TASK DESCRIPTION
Each line of the records needs to be written out exactly, with any image left out.
[Start of section]
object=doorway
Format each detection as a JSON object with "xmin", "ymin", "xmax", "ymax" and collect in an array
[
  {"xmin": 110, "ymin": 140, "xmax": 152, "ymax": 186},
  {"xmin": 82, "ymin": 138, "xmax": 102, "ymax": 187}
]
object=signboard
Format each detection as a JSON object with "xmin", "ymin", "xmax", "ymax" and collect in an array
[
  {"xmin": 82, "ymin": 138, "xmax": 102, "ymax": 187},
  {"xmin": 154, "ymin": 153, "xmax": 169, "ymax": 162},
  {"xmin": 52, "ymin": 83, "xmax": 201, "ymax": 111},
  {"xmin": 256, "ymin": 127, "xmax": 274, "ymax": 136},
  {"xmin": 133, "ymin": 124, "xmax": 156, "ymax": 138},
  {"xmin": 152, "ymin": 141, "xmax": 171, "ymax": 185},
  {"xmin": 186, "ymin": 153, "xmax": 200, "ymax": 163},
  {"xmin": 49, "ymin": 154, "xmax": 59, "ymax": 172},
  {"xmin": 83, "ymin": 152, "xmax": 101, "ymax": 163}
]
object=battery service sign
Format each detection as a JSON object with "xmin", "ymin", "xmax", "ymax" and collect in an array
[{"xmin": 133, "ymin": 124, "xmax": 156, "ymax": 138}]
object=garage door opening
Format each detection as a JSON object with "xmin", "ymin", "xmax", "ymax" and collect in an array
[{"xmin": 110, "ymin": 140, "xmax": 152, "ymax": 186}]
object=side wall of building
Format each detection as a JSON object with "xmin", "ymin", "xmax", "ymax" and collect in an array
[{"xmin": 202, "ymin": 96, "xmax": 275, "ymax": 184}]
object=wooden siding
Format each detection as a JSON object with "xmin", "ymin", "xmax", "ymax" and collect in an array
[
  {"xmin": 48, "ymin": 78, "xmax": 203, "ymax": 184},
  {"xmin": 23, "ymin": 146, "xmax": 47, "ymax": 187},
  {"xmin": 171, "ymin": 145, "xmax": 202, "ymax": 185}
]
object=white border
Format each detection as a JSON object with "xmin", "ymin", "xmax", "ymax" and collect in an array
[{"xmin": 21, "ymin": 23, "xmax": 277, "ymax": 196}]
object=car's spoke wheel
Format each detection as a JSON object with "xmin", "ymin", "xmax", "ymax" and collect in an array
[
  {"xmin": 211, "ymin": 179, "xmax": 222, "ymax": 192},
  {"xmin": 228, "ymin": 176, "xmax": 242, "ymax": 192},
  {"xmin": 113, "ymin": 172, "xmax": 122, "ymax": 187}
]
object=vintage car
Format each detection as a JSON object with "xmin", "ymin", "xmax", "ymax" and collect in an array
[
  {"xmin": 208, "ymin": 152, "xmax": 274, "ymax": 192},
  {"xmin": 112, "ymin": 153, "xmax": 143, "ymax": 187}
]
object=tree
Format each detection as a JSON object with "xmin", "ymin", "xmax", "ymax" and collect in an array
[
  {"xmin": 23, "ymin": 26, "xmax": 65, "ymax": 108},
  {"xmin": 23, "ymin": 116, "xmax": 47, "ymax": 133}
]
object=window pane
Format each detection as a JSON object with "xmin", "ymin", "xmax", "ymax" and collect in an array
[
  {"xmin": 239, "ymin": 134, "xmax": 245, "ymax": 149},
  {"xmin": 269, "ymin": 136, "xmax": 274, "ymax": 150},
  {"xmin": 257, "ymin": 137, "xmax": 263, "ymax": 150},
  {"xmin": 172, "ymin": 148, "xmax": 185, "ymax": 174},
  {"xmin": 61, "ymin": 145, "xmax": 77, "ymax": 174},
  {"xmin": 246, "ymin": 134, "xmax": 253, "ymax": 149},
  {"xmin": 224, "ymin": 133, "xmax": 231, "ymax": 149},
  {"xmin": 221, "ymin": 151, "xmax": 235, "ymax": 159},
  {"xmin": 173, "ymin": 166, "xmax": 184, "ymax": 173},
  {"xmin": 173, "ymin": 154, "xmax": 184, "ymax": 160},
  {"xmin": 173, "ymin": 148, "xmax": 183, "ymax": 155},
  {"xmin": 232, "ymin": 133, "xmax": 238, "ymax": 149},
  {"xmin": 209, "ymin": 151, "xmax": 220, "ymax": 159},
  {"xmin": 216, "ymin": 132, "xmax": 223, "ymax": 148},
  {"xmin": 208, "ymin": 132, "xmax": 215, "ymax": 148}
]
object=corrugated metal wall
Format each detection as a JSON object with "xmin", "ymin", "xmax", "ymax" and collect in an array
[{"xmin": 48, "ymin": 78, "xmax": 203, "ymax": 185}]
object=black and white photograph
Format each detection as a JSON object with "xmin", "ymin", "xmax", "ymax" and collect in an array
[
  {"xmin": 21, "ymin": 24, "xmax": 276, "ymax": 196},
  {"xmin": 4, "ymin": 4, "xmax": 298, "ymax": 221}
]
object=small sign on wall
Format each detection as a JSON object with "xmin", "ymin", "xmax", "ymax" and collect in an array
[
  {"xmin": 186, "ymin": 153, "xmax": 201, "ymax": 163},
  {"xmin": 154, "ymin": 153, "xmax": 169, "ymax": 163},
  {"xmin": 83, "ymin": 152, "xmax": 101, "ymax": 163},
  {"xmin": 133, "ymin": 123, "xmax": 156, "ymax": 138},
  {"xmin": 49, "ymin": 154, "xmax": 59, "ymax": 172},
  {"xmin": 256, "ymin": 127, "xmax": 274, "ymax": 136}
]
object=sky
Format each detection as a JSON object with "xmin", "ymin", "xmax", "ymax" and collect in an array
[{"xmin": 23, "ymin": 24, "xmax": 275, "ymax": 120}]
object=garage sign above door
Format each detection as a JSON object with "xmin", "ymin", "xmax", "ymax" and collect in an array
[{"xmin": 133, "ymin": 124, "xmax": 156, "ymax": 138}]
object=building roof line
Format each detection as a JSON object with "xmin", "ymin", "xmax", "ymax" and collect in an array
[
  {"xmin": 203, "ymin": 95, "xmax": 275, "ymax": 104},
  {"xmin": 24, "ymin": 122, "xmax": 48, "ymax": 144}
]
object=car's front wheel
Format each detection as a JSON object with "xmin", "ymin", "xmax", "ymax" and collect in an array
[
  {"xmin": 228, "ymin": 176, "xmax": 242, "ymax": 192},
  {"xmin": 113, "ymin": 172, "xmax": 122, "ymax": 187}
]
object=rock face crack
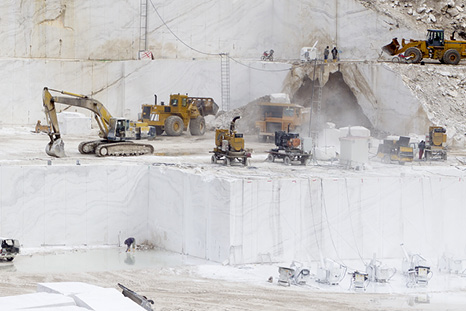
[End of section]
THE ANSWER
object=doorway
Format each detection as a JSON object with "xmin", "ymin", "xmax", "ymax" and collect in an array
[
  {"xmin": 110, "ymin": 140, "xmax": 152, "ymax": 186},
  {"xmin": 82, "ymin": 138, "xmax": 102, "ymax": 187}
]
object=signboard
Format each detection as a JSON object with "xmin", "ymin", "xmax", "ymax" and collect in an array
[
  {"xmin": 82, "ymin": 138, "xmax": 102, "ymax": 187},
  {"xmin": 154, "ymin": 153, "xmax": 169, "ymax": 162},
  {"xmin": 52, "ymin": 83, "xmax": 201, "ymax": 111},
  {"xmin": 256, "ymin": 127, "xmax": 274, "ymax": 136},
  {"xmin": 133, "ymin": 124, "xmax": 156, "ymax": 138},
  {"xmin": 152, "ymin": 141, "xmax": 171, "ymax": 185},
  {"xmin": 186, "ymin": 153, "xmax": 200, "ymax": 163},
  {"xmin": 49, "ymin": 154, "xmax": 59, "ymax": 172},
  {"xmin": 83, "ymin": 152, "xmax": 101, "ymax": 163}
]
object=battery service sign
Format each detection as a JSON object with "xmin", "ymin", "xmax", "ymax" and collect in an array
[{"xmin": 133, "ymin": 124, "xmax": 156, "ymax": 138}]
object=garage door opening
Format each detection as a JSON object with "xmin", "ymin", "xmax", "ymax" and collect in an array
[{"xmin": 110, "ymin": 140, "xmax": 152, "ymax": 186}]
object=side wall of building
Format each detection as a JSON object with "xmin", "ymin", "xmax", "ymax" and collect in an array
[{"xmin": 202, "ymin": 96, "xmax": 275, "ymax": 184}]
object=wooden siding
Format each detection as a JSON object with "xmin", "ymin", "xmax", "ymax" and collect in an array
[
  {"xmin": 48, "ymin": 78, "xmax": 203, "ymax": 184},
  {"xmin": 23, "ymin": 146, "xmax": 47, "ymax": 187},
  {"xmin": 171, "ymin": 145, "xmax": 202, "ymax": 185}
]
object=white border
Format each detection as a JSON object with "xmin", "ymin", "xmax", "ymax" and collect in an array
[{"xmin": 21, "ymin": 23, "xmax": 277, "ymax": 196}]
object=car's spoke wheel
Format each detection as a JSON object with "xmin", "ymin", "xmax", "ymax" and collect in an array
[
  {"xmin": 211, "ymin": 179, "xmax": 222, "ymax": 192},
  {"xmin": 228, "ymin": 176, "xmax": 242, "ymax": 192},
  {"xmin": 113, "ymin": 172, "xmax": 122, "ymax": 187}
]
object=vintage car
Format each detection as a JSON object with "xmin", "ymin", "xmax", "ymax" and collect in an array
[
  {"xmin": 208, "ymin": 152, "xmax": 274, "ymax": 192},
  {"xmin": 112, "ymin": 153, "xmax": 143, "ymax": 187}
]
object=tree
Format each detection as a JSON object with "xmin", "ymin", "xmax", "ymax" and collect in an array
[
  {"xmin": 23, "ymin": 26, "xmax": 65, "ymax": 108},
  {"xmin": 23, "ymin": 116, "xmax": 47, "ymax": 133}
]
object=window pane
Format each detection as a JSON object with "xmin", "ymin", "xmax", "ymax" and collect in an array
[
  {"xmin": 239, "ymin": 134, "xmax": 245, "ymax": 149},
  {"xmin": 269, "ymin": 136, "xmax": 274, "ymax": 150},
  {"xmin": 257, "ymin": 137, "xmax": 263, "ymax": 150},
  {"xmin": 172, "ymin": 148, "xmax": 185, "ymax": 174},
  {"xmin": 61, "ymin": 145, "xmax": 77, "ymax": 174},
  {"xmin": 246, "ymin": 134, "xmax": 253, "ymax": 149},
  {"xmin": 224, "ymin": 133, "xmax": 231, "ymax": 149},
  {"xmin": 221, "ymin": 151, "xmax": 235, "ymax": 159},
  {"xmin": 173, "ymin": 166, "xmax": 184, "ymax": 173},
  {"xmin": 173, "ymin": 154, "xmax": 184, "ymax": 160},
  {"xmin": 173, "ymin": 148, "xmax": 183, "ymax": 155},
  {"xmin": 232, "ymin": 133, "xmax": 238, "ymax": 149},
  {"xmin": 209, "ymin": 151, "xmax": 220, "ymax": 159},
  {"xmin": 216, "ymin": 132, "xmax": 223, "ymax": 148},
  {"xmin": 208, "ymin": 132, "xmax": 215, "ymax": 148}
]
object=corrugated metal wall
Format each detection as a JSON object with "xmin", "ymin", "xmax", "ymax" and collect in an array
[{"xmin": 48, "ymin": 78, "xmax": 203, "ymax": 185}]
object=black and white photograph
Format each detection as a JSON object with "xmin", "ymin", "xmax", "ymax" and collect in an array
[
  {"xmin": 21, "ymin": 24, "xmax": 276, "ymax": 196},
  {"xmin": 4, "ymin": 4, "xmax": 298, "ymax": 221}
]
object=small sign on wall
Format each detection as a JSON object with "xmin", "ymin", "xmax", "ymax" and collect in an array
[
  {"xmin": 186, "ymin": 153, "xmax": 201, "ymax": 163},
  {"xmin": 154, "ymin": 153, "xmax": 169, "ymax": 163},
  {"xmin": 83, "ymin": 152, "xmax": 101, "ymax": 163},
  {"xmin": 133, "ymin": 123, "xmax": 156, "ymax": 138},
  {"xmin": 49, "ymin": 154, "xmax": 59, "ymax": 172},
  {"xmin": 256, "ymin": 127, "xmax": 274, "ymax": 136}
]
object=sky
Format each detection as a JSON object with "xmin", "ymin", "xmax", "ymax" and collect in an array
[{"xmin": 23, "ymin": 24, "xmax": 275, "ymax": 120}]
object=garage sign above door
Format each detection as a JSON object with "xmin", "ymin", "xmax", "ymax" and collect in an array
[{"xmin": 133, "ymin": 124, "xmax": 156, "ymax": 138}]
object=building roof line
Format each detection as a JSON object with "xmin", "ymin", "xmax", "ymax" and collect in an array
[
  {"xmin": 203, "ymin": 95, "xmax": 275, "ymax": 104},
  {"xmin": 24, "ymin": 122, "xmax": 48, "ymax": 144}
]
object=car's front wheel
Format each detection as a JSON object with "xmin", "ymin", "xmax", "ymax" and collect in an array
[
  {"xmin": 228, "ymin": 176, "xmax": 242, "ymax": 192},
  {"xmin": 113, "ymin": 172, "xmax": 122, "ymax": 187}
]
object=rock face crack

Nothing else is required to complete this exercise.